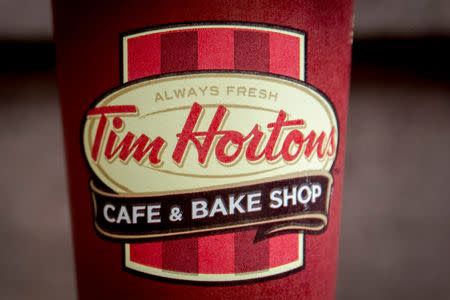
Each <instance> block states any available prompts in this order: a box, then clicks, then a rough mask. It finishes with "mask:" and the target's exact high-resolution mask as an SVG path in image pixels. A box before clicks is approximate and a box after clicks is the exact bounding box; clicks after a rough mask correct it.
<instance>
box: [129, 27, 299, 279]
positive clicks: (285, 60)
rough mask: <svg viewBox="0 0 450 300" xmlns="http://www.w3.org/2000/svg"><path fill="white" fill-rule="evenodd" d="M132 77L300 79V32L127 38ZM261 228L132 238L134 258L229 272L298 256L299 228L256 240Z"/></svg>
mask: <svg viewBox="0 0 450 300" xmlns="http://www.w3.org/2000/svg"><path fill="white" fill-rule="evenodd" d="M127 51H128V52H127V64H126V66H127V74H128V78H126V79H127V80H134V79H139V78H142V77H145V76H150V75H156V74H164V73H172V72H182V71H191V70H218V69H222V70H233V69H235V70H245V71H258V72H270V73H274V74H280V75H285V76H290V77H293V78H296V79H298V78H299V74H300V42H299V39H298V37H295V36H291V35H286V34H281V33H276V32H266V31H258V30H245V29H233V28H199V29H192V30H191V29H190V30H173V31H169V32H165V33H155V34H147V35H142V36H138V37H134V38H130V39H128V44H127ZM255 234H256V229H246V230H240V231H236V232H234V233H225V234H215V235H208V236H202V237H191V238H180V239H169V240H166V241H163V242H150V243H134V244H130V259H131V261H133V262H136V263H139V264H142V265H146V266H150V267H155V268H159V269H163V270H170V271H178V272H186V273H204V274H227V273H245V272H252V271H259V270H264V269H268V268H272V267H277V266H280V265H284V264H287V263H290V262H293V261H295V260H296V259H298V252H299V249H298V246H299V236H298V234H285V235H280V236H276V237H273V238H270V239H265V240H263V241H259V242H256V243H255V242H254V239H255Z"/></svg>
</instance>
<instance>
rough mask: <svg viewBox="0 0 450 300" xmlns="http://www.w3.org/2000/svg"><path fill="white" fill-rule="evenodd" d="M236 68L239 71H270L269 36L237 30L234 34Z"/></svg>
mask: <svg viewBox="0 0 450 300" xmlns="http://www.w3.org/2000/svg"><path fill="white" fill-rule="evenodd" d="M234 67H235V69H237V70H250V71H260V72H268V71H269V34H268V33H267V32H258V31H246V30H236V31H235V32H234Z"/></svg>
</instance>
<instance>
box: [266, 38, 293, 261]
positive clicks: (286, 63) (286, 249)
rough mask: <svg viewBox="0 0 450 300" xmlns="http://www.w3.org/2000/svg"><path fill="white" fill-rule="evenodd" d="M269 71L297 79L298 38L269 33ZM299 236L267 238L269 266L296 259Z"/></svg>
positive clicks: (277, 236) (280, 236) (291, 235)
mask: <svg viewBox="0 0 450 300" xmlns="http://www.w3.org/2000/svg"><path fill="white" fill-rule="evenodd" d="M269 45H270V72H271V73H275V74H280V75H285V76H290V77H293V78H296V79H299V76H300V39H299V38H298V37H294V36H291V35H286V34H279V33H274V32H271V33H270V37H269ZM298 243H299V236H298V234H297V233H291V234H283V235H280V236H276V237H272V238H270V239H269V249H270V250H269V253H270V267H271V268H272V267H277V266H281V265H284V264H287V263H290V262H293V261H295V260H297V259H298V250H299V249H298Z"/></svg>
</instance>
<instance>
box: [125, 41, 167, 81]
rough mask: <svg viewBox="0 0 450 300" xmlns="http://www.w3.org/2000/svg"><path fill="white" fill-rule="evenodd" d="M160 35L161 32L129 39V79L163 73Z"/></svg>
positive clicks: (141, 77) (127, 78)
mask: <svg viewBox="0 0 450 300" xmlns="http://www.w3.org/2000/svg"><path fill="white" fill-rule="evenodd" d="M160 37H161V35H160V34H150V35H144V36H139V37H135V38H131V39H129V40H128V78H127V80H135V79H139V78H142V77H146V76H150V75H156V74H159V73H161V39H160Z"/></svg>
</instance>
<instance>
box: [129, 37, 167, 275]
mask: <svg viewBox="0 0 450 300" xmlns="http://www.w3.org/2000/svg"><path fill="white" fill-rule="evenodd" d="M127 51H128V57H127V59H128V61H127V65H128V78H125V81H129V80H135V79H140V78H142V77H145V76H150V75H156V74H159V73H160V72H161V35H160V34H150V35H143V36H139V37H135V38H131V39H129V40H128V45H127ZM130 260H131V261H133V262H136V263H140V264H143V265H146V266H150V267H155V268H162V242H152V243H139V244H130Z"/></svg>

+===+

Word for word, repeat the lines of data above, omitting every picture.

Each <instance> block states any available prompts in this order: a box, then clicks, then a rough mask. It finishes with "mask:" and the target's exact high-resolution mask as an SVG path in image pixels. A box before clicks is approximate and a box after clicks is the exact bounding box; clicks after a rough mask correct it.
<instance>
box: [129, 27, 299, 279]
positive clicks: (285, 60)
rough mask: <svg viewBox="0 0 450 300" xmlns="http://www.w3.org/2000/svg"><path fill="white" fill-rule="evenodd" d="M132 77L300 79V32L127 38ZM261 228L132 238L134 258L229 272L298 256L299 228L256 240Z"/></svg>
mask: <svg viewBox="0 0 450 300" xmlns="http://www.w3.org/2000/svg"><path fill="white" fill-rule="evenodd" d="M127 51H128V52H127V64H126V66H127V74H128V78H126V79H127V80H134V79H139V78H142V77H145V76H150V75H156V74H164V73H172V72H182V71H191V70H218V69H222V70H233V69H235V70H245V71H258V72H270V73H274V74H280V75H285V76H290V77H293V78H296V79H298V78H299V74H300V42H299V39H298V37H295V36H291V35H286V34H281V33H276V32H266V31H258V30H245V29H233V28H199V29H192V30H191V29H190V30H173V31H169V32H165V33H155V34H147V35H142V36H138V37H134V38H130V39H128V44H127ZM255 234H256V229H246V230H240V231H236V232H234V233H225V234H215V235H208V236H202V237H191V238H180V239H169V240H166V241H163V242H150V243H134V244H130V259H131V261H133V262H136V263H139V264H142V265H146V266H150V267H155V268H159V269H163V270H170V271H178V272H186V273H204V274H227V273H245V272H252V271H259V270H264V269H268V268H272V267H277V266H280V265H284V264H287V263H290V262H293V261H295V260H296V259H298V252H299V249H298V246H299V236H298V234H285V235H280V236H276V237H273V238H270V239H265V240H263V241H259V242H256V243H255V242H254V239H255Z"/></svg>
</instance>
<instance>
rough mask: <svg viewBox="0 0 450 300" xmlns="http://www.w3.org/2000/svg"><path fill="white" fill-rule="evenodd" d="M236 68L239 71H270L269 36L237 30L234 34Z"/></svg>
mask: <svg viewBox="0 0 450 300" xmlns="http://www.w3.org/2000/svg"><path fill="white" fill-rule="evenodd" d="M234 67H235V69H237V70H250V71H260V72H268V71H269V34H268V33H267V32H258V31H246V30H236V31H235V32H234Z"/></svg>
</instance>
<instance>
box: [266, 38, 293, 261]
positive clicks: (286, 63) (286, 249)
rough mask: <svg viewBox="0 0 450 300" xmlns="http://www.w3.org/2000/svg"><path fill="white" fill-rule="evenodd" d="M269 71L297 79L298 38L269 33ZM299 236L267 238L269 266L296 259Z"/></svg>
positive clicks: (277, 236) (280, 236) (291, 235)
mask: <svg viewBox="0 0 450 300" xmlns="http://www.w3.org/2000/svg"><path fill="white" fill-rule="evenodd" d="M269 45H270V72H271V73H275V74H280V75H285V76H290V77H293V78H296V79H299V76H300V39H299V38H298V37H294V36H291V35H286V34H279V33H274V32H271V33H270V37H269ZM298 243H299V236H298V234H297V233H291V234H283V235H280V236H276V237H272V238H270V239H269V249H270V250H269V253H270V267H271V268H272V267H277V266H281V265H284V264H287V263H290V262H293V261H295V260H297V259H298V250H299V249H298Z"/></svg>
</instance>
<instance>
box: [125, 41, 167, 81]
rough mask: <svg viewBox="0 0 450 300" xmlns="http://www.w3.org/2000/svg"><path fill="white" fill-rule="evenodd" d="M160 35L161 32L129 39V79L163 73Z"/></svg>
positive clicks: (141, 77) (127, 78)
mask: <svg viewBox="0 0 450 300" xmlns="http://www.w3.org/2000/svg"><path fill="white" fill-rule="evenodd" d="M160 37H161V35H160V34H150V35H144V36H139V37H135V38H131V39H129V40H128V78H127V80H135V79H139V78H142V77H146V76H150V75H156V74H159V73H161V39H160Z"/></svg>
</instance>
<instance>
box: [129, 37, 167, 275]
mask: <svg viewBox="0 0 450 300" xmlns="http://www.w3.org/2000/svg"><path fill="white" fill-rule="evenodd" d="M127 51H128V57H127V59H128V61H127V65H128V78H125V81H129V80H135V79H140V78H142V77H145V76H150V75H156V74H159V73H160V72H161V35H160V34H150V35H143V36H139V37H135V38H131V39H129V40H128V45H127ZM130 260H131V261H133V262H136V263H140V264H143V265H146V266H150V267H155V268H162V242H152V243H139V244H130Z"/></svg>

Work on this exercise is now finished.